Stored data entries
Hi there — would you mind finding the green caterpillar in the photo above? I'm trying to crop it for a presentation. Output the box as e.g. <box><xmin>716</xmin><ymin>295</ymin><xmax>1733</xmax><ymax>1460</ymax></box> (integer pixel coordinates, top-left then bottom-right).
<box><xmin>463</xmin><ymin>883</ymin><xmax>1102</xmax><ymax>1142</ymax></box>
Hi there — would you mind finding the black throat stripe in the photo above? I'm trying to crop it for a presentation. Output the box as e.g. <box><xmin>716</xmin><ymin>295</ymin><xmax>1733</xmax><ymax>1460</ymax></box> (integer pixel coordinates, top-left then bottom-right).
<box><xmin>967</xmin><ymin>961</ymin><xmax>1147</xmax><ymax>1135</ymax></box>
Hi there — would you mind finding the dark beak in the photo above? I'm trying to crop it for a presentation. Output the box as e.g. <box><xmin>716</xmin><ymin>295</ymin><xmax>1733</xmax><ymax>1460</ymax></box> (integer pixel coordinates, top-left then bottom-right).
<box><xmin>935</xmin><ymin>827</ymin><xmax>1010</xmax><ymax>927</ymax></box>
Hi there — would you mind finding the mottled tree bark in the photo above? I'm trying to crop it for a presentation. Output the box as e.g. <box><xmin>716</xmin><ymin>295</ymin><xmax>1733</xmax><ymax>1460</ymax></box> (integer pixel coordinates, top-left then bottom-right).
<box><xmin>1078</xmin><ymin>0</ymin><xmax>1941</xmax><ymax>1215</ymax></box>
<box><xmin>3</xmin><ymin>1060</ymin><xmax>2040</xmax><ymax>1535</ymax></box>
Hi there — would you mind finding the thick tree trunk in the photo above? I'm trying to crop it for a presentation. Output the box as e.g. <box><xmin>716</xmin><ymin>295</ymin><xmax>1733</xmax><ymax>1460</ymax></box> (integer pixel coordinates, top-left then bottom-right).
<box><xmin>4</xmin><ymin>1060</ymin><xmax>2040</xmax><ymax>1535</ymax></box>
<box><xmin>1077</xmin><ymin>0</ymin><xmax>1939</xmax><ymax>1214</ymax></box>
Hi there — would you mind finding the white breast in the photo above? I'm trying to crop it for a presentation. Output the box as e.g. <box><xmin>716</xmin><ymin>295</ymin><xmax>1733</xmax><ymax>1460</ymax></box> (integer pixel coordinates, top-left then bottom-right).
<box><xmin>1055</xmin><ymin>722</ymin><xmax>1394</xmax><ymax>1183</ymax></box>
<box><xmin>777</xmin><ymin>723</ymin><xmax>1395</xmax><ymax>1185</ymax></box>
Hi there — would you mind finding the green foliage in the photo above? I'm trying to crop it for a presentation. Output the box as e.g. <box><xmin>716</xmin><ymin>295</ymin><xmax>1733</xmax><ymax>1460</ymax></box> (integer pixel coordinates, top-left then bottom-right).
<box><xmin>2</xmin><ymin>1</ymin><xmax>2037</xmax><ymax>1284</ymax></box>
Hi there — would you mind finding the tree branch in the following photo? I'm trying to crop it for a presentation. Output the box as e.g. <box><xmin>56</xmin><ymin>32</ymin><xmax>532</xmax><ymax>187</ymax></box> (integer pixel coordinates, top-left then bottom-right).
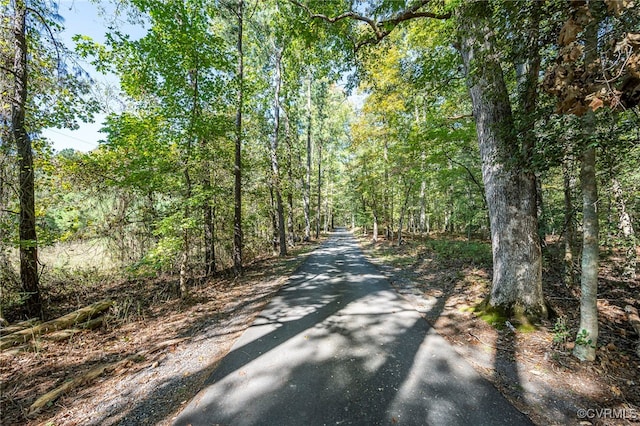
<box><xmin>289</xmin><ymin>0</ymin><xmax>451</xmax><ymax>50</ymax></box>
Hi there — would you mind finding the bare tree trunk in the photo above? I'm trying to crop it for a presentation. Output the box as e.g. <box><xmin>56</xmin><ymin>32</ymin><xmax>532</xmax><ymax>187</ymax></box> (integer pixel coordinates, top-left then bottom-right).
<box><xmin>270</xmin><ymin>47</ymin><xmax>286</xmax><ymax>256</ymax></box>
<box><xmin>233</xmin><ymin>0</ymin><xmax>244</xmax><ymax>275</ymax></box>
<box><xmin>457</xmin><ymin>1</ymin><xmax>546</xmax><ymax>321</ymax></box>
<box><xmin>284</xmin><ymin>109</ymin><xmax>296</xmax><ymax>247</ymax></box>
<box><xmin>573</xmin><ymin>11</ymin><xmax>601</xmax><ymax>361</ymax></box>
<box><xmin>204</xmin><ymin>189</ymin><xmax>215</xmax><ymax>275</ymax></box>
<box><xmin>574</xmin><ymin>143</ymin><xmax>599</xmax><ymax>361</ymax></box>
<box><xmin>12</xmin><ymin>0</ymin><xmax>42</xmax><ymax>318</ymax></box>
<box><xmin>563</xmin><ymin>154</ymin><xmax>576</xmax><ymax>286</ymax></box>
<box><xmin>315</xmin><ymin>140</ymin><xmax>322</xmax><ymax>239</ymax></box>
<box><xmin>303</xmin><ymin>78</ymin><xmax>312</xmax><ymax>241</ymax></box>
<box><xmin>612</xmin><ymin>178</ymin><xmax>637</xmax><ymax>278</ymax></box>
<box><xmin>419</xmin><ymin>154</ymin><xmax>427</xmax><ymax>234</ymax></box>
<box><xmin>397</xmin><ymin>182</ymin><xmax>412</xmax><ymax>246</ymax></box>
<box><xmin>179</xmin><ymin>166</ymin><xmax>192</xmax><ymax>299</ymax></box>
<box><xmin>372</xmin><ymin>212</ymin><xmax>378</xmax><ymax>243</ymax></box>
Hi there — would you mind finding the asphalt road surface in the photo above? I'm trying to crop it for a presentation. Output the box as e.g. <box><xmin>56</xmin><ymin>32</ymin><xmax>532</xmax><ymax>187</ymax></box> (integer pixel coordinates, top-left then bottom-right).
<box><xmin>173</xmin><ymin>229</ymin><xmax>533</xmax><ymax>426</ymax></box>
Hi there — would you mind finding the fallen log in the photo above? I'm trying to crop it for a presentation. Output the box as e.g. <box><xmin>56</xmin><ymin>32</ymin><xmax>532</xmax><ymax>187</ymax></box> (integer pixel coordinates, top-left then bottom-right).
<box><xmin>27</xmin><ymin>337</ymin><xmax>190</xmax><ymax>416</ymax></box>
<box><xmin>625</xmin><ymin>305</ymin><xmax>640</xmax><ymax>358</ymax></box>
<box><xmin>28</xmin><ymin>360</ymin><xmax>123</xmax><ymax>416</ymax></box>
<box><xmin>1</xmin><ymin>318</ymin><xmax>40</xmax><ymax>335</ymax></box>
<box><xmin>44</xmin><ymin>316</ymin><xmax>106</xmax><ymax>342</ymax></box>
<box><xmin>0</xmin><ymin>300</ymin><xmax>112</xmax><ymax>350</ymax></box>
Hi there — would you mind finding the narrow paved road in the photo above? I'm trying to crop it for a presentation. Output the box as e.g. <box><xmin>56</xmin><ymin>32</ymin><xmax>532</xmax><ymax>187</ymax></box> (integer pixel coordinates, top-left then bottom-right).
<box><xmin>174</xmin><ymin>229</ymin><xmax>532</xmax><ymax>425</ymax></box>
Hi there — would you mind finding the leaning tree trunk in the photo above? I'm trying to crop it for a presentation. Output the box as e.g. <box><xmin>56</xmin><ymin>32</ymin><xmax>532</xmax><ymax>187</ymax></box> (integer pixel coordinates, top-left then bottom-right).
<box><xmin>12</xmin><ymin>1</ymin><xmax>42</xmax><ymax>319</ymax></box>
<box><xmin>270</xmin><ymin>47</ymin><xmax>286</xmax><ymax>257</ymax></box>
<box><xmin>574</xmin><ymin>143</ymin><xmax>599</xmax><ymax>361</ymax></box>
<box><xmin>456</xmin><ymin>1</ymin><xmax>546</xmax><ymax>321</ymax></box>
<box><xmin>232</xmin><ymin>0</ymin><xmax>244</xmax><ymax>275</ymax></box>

Exercise goal
Output all of the data exactly. Skip the pictures.

Final answer
Hi there — would you mind finding the green caterpillar in the photo above? I'm trying to crop it for a presentation. Output the box as e.g. <box><xmin>716</xmin><ymin>295</ymin><xmax>1733</xmax><ymax>1460</ymax></box> (integer pixel coordinates, top-left then bottom-right).
<box><xmin>463</xmin><ymin>883</ymin><xmax>1102</xmax><ymax>1142</ymax></box>
Hi there — would you mind finding the black throat stripe in the photo above? I'm trying to crop it for a presentation. Output the box as e.g. <box><xmin>716</xmin><ymin>295</ymin><xmax>1733</xmax><ymax>1460</ymax></box> (integer pixel coordinates, top-left then bottom-right).
<box><xmin>967</xmin><ymin>961</ymin><xmax>1147</xmax><ymax>1135</ymax></box>
Hi there — would you mind finding the dark beak in the photo above? I'm trying to crop it for a presentation. Output the box as e.g. <box><xmin>716</xmin><ymin>295</ymin><xmax>1733</xmax><ymax>1460</ymax></box> (integer pixel coordinates, top-left then bottom-right).
<box><xmin>935</xmin><ymin>827</ymin><xmax>1010</xmax><ymax>927</ymax></box>
Hi there — would you mind finding the mottled tree bark in the photo above? I'm trying to crop it for a presentation. Output the box as e.g. <box><xmin>716</xmin><ymin>295</ymin><xmax>1733</xmax><ymax>1460</ymax></box> (integer pixel coordinates, top-left then bottom-right).
<box><xmin>1078</xmin><ymin>0</ymin><xmax>1941</xmax><ymax>1215</ymax></box>
<box><xmin>3</xmin><ymin>1060</ymin><xmax>2040</xmax><ymax>1535</ymax></box>
Hi there — would you mind finding the thick tree trunk in the photo above? I'm trying to crop it for a presentation. Output the box as e.g. <box><xmin>716</xmin><ymin>295</ymin><xmax>1733</xmax><ymax>1460</ymax></box> (integer pixel coordinates, top-left then bottom-right).
<box><xmin>4</xmin><ymin>1060</ymin><xmax>2040</xmax><ymax>1535</ymax></box>
<box><xmin>1077</xmin><ymin>0</ymin><xmax>1939</xmax><ymax>1214</ymax></box>
Hi there — would you mind finding the white breast in the photo above? I'm trying to crop it for a presentation. Output the box as e.g. <box><xmin>716</xmin><ymin>295</ymin><xmax>1733</xmax><ymax>1460</ymax></box> (integer pixel coordinates, top-left then bottom-right).
<box><xmin>1055</xmin><ymin>722</ymin><xmax>1394</xmax><ymax>1183</ymax></box>
<box><xmin>777</xmin><ymin>723</ymin><xmax>1395</xmax><ymax>1185</ymax></box>
Hi there — would you mind finding the green foliage in the photo above? I'm trying to crop it for a presentation. Output the box as e.g. <box><xmin>716</xmin><ymin>295</ymin><xmax>1733</xmax><ymax>1460</ymax></box> (integer pixel coordinates, top-left then bottom-right).
<box><xmin>2</xmin><ymin>1</ymin><xmax>2037</xmax><ymax>1284</ymax></box>
Hi there — would you mind finding the tree branch in the following photo? I'm trying to crop it for a presentation. Output the box as e.g. <box><xmin>56</xmin><ymin>32</ymin><xmax>532</xmax><ymax>187</ymax></box> (integer pixel coordinates, top-left then bottom-right).
<box><xmin>289</xmin><ymin>0</ymin><xmax>451</xmax><ymax>50</ymax></box>
Hi there — would you mind finding the bare tree trunk in the photo above? I'm trying to crop it for a presentation. Output the box as e.g. <box><xmin>56</xmin><ymin>32</ymin><xmax>532</xmax><ymax>187</ymax></box> (integer pixel coordinates, top-left then bottom-right).
<box><xmin>270</xmin><ymin>47</ymin><xmax>286</xmax><ymax>256</ymax></box>
<box><xmin>233</xmin><ymin>0</ymin><xmax>244</xmax><ymax>275</ymax></box>
<box><xmin>457</xmin><ymin>1</ymin><xmax>546</xmax><ymax>321</ymax></box>
<box><xmin>284</xmin><ymin>109</ymin><xmax>296</xmax><ymax>247</ymax></box>
<box><xmin>573</xmin><ymin>11</ymin><xmax>601</xmax><ymax>361</ymax></box>
<box><xmin>204</xmin><ymin>189</ymin><xmax>215</xmax><ymax>275</ymax></box>
<box><xmin>574</xmin><ymin>143</ymin><xmax>599</xmax><ymax>361</ymax></box>
<box><xmin>12</xmin><ymin>0</ymin><xmax>42</xmax><ymax>318</ymax></box>
<box><xmin>563</xmin><ymin>154</ymin><xmax>576</xmax><ymax>286</ymax></box>
<box><xmin>315</xmin><ymin>140</ymin><xmax>322</xmax><ymax>239</ymax></box>
<box><xmin>303</xmin><ymin>78</ymin><xmax>312</xmax><ymax>241</ymax></box>
<box><xmin>612</xmin><ymin>178</ymin><xmax>637</xmax><ymax>278</ymax></box>
<box><xmin>419</xmin><ymin>154</ymin><xmax>427</xmax><ymax>234</ymax></box>
<box><xmin>397</xmin><ymin>182</ymin><xmax>412</xmax><ymax>246</ymax></box>
<box><xmin>179</xmin><ymin>166</ymin><xmax>192</xmax><ymax>299</ymax></box>
<box><xmin>372</xmin><ymin>212</ymin><xmax>378</xmax><ymax>243</ymax></box>
Hi there — would you mind finding the asphalt road surface in the photo above? I'm trying to crop it for a presentation. Output the box as e.g. <box><xmin>56</xmin><ymin>32</ymin><xmax>532</xmax><ymax>187</ymax></box> (integer pixel coordinates, top-left then bottom-right).
<box><xmin>173</xmin><ymin>229</ymin><xmax>533</xmax><ymax>426</ymax></box>
Hi there — would you mind finding the fallen log in the photo above? I'm trying to crop it for a presentation. Output the box as e.g. <box><xmin>56</xmin><ymin>32</ymin><xmax>532</xmax><ymax>187</ymax></box> (integer pixel coordinates, top-left then bottom-right).
<box><xmin>27</xmin><ymin>337</ymin><xmax>190</xmax><ymax>416</ymax></box>
<box><xmin>625</xmin><ymin>305</ymin><xmax>640</xmax><ymax>358</ymax></box>
<box><xmin>28</xmin><ymin>360</ymin><xmax>123</xmax><ymax>416</ymax></box>
<box><xmin>1</xmin><ymin>318</ymin><xmax>40</xmax><ymax>335</ymax></box>
<box><xmin>44</xmin><ymin>316</ymin><xmax>106</xmax><ymax>342</ymax></box>
<box><xmin>0</xmin><ymin>300</ymin><xmax>112</xmax><ymax>350</ymax></box>
Hi there — would you mind finding the narrow paved road in the photo above? I'm trying to crop it for a presentation. Output the box as e.g. <box><xmin>56</xmin><ymin>32</ymin><xmax>532</xmax><ymax>187</ymax></box> (integer pixel coordinates, top-left then bottom-right).
<box><xmin>174</xmin><ymin>229</ymin><xmax>532</xmax><ymax>425</ymax></box>
Hi there — would you mind finding the leaning tree trunk in the photo above? I'm trying to crop it for a presentation. Output the box as e.g. <box><xmin>56</xmin><ymin>32</ymin><xmax>532</xmax><ymax>187</ymax></box> (integer pixel coordinates, top-left then bottom-right).
<box><xmin>12</xmin><ymin>1</ymin><xmax>42</xmax><ymax>319</ymax></box>
<box><xmin>270</xmin><ymin>47</ymin><xmax>286</xmax><ymax>257</ymax></box>
<box><xmin>574</xmin><ymin>143</ymin><xmax>599</xmax><ymax>361</ymax></box>
<box><xmin>456</xmin><ymin>1</ymin><xmax>546</xmax><ymax>321</ymax></box>
<box><xmin>232</xmin><ymin>0</ymin><xmax>244</xmax><ymax>275</ymax></box>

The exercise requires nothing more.